Pick out each line below that contains the word "patch", matching case, and copy those lines.

begin Supplied entries

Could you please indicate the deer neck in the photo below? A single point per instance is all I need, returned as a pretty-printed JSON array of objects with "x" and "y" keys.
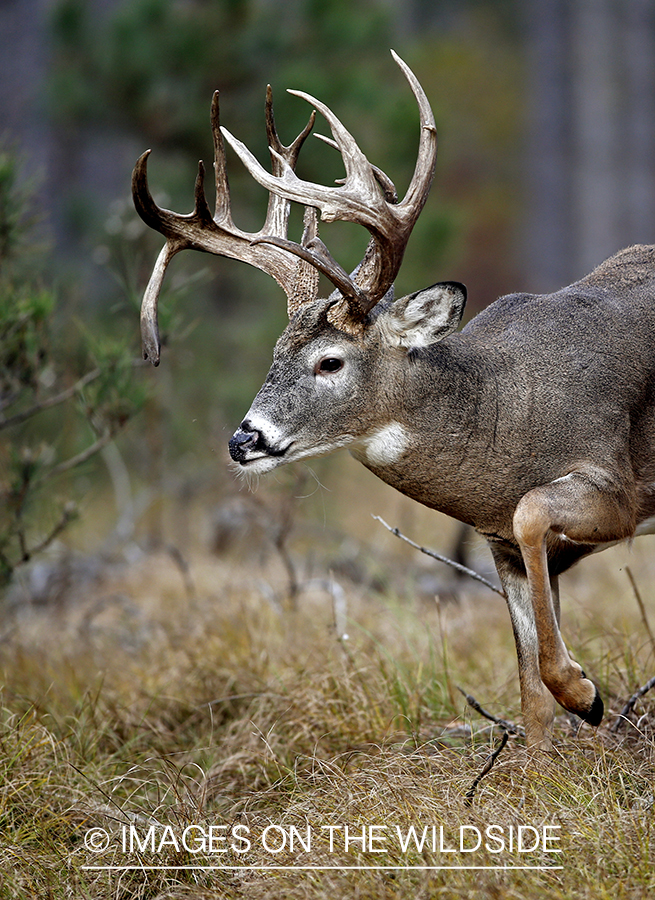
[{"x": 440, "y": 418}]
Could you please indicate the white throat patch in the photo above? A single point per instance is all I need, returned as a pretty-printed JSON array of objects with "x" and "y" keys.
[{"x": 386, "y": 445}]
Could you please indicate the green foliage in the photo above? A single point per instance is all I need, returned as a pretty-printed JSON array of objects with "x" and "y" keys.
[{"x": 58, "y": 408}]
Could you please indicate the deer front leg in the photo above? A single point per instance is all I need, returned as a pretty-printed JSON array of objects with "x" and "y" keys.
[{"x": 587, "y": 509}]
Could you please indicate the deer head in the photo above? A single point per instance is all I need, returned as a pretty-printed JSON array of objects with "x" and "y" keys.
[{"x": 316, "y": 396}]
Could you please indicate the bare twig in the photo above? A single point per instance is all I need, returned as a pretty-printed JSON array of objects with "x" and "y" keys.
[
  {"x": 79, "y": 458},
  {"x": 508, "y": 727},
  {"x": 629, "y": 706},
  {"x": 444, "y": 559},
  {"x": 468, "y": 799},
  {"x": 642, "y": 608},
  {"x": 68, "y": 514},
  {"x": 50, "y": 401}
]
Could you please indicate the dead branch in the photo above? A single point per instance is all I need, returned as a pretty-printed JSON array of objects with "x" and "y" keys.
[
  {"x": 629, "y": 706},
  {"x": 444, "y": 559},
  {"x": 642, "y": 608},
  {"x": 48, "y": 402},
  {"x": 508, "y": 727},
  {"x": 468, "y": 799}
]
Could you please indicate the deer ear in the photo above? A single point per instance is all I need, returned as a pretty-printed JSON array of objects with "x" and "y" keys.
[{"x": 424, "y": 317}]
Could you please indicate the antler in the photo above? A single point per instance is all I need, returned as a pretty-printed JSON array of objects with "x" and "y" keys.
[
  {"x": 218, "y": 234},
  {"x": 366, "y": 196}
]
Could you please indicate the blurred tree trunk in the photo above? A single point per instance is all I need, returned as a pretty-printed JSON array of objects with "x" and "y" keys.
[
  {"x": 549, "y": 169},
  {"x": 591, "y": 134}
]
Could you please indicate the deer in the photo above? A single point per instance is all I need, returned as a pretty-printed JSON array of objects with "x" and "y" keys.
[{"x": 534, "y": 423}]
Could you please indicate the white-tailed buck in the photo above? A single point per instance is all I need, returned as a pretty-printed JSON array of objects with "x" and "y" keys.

end Supplied entries
begin Supplied entries

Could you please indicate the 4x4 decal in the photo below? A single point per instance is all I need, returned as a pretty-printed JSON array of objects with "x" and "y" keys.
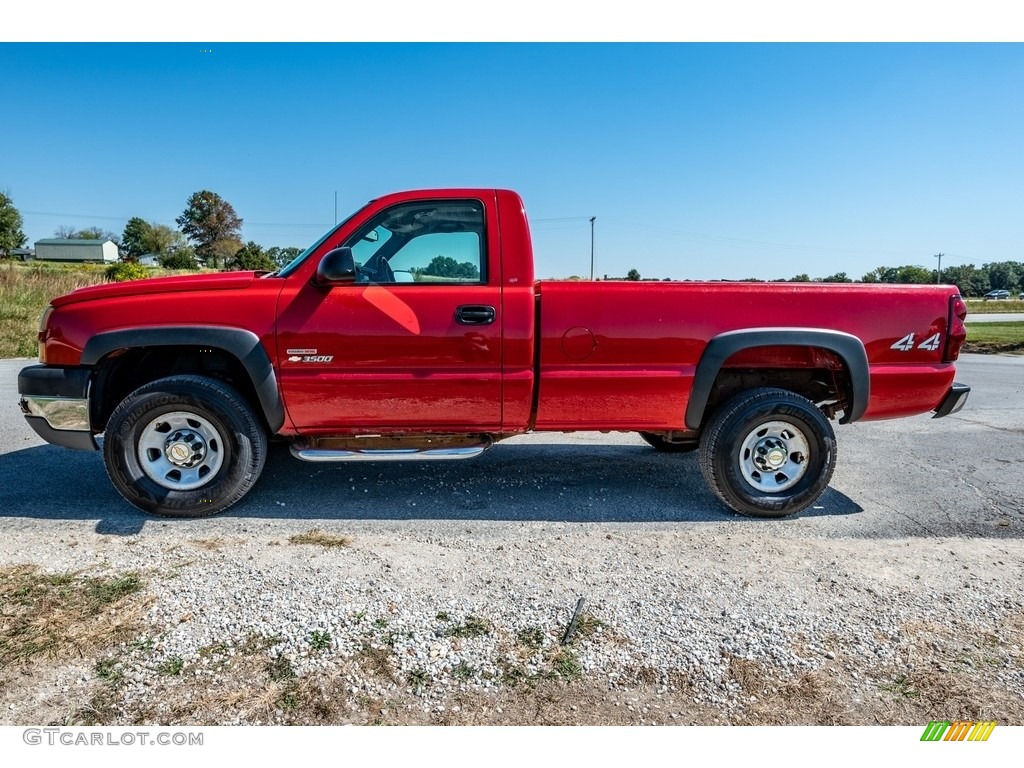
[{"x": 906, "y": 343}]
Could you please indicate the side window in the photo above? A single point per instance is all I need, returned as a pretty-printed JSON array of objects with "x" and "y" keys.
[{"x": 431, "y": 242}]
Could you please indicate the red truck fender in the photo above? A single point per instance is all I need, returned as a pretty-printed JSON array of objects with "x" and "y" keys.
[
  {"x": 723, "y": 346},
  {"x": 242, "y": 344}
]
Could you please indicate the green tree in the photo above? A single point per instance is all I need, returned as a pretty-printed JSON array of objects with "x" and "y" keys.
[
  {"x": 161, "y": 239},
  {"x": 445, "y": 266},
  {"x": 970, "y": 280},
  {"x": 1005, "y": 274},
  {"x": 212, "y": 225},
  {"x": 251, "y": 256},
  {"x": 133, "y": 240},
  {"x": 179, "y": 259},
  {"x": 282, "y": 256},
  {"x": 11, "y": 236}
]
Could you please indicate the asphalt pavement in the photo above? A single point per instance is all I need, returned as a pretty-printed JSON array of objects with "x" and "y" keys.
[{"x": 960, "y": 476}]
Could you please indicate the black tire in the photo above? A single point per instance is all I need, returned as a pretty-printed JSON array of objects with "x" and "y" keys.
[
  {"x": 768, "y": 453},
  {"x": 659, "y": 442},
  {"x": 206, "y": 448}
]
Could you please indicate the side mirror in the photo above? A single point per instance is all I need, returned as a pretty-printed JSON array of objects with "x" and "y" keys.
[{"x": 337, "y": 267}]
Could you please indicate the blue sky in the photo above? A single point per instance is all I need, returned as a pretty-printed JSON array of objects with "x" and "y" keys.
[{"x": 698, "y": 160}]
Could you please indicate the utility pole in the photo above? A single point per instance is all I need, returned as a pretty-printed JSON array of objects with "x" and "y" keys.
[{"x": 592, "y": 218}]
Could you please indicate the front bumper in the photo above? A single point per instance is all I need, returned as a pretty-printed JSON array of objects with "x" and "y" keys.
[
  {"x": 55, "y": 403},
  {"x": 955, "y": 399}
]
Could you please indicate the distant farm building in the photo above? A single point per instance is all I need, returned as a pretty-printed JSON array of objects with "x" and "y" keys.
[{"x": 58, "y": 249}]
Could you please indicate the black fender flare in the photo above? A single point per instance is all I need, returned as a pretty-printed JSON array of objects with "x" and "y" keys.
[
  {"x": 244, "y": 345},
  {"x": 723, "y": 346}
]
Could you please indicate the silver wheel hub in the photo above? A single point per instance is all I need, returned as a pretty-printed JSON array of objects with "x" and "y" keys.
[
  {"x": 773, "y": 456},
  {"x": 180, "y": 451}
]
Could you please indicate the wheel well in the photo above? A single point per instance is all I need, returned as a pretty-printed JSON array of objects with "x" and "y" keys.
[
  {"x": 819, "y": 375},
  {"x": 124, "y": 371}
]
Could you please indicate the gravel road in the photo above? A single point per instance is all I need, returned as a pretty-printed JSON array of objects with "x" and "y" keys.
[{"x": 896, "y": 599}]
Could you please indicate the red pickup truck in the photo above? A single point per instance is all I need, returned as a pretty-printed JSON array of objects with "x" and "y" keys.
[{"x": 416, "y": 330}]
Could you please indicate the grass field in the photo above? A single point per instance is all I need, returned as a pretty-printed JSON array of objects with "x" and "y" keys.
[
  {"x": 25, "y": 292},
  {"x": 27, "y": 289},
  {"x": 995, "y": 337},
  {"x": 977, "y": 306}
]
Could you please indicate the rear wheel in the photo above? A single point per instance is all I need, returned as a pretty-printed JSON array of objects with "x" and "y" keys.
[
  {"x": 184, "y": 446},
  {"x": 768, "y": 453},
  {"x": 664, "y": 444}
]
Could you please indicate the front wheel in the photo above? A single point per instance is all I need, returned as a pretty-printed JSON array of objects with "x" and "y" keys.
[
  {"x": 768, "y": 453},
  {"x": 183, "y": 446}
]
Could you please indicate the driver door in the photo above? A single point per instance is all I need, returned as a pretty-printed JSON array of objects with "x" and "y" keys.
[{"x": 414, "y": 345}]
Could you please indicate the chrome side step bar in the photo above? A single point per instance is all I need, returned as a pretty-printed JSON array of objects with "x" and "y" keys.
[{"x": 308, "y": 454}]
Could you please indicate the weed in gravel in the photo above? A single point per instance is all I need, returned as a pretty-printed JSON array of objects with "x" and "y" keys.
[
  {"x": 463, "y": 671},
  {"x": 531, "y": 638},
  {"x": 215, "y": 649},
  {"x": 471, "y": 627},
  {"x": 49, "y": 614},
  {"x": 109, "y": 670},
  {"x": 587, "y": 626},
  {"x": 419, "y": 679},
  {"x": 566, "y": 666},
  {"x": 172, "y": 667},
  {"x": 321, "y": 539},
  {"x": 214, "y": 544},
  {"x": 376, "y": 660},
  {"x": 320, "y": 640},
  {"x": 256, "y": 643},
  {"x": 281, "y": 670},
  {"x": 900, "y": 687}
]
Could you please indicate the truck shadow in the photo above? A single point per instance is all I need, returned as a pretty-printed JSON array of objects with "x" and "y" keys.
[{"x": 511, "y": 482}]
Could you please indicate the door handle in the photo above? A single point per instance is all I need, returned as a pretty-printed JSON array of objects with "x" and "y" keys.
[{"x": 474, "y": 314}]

end Supplied entries

Answer for this exercise —
Could you please indicate the white throat patch in the photo above? A single point per instance is all I need, returned as a pretty-printed JSON array of objects with "x" and "y" keys.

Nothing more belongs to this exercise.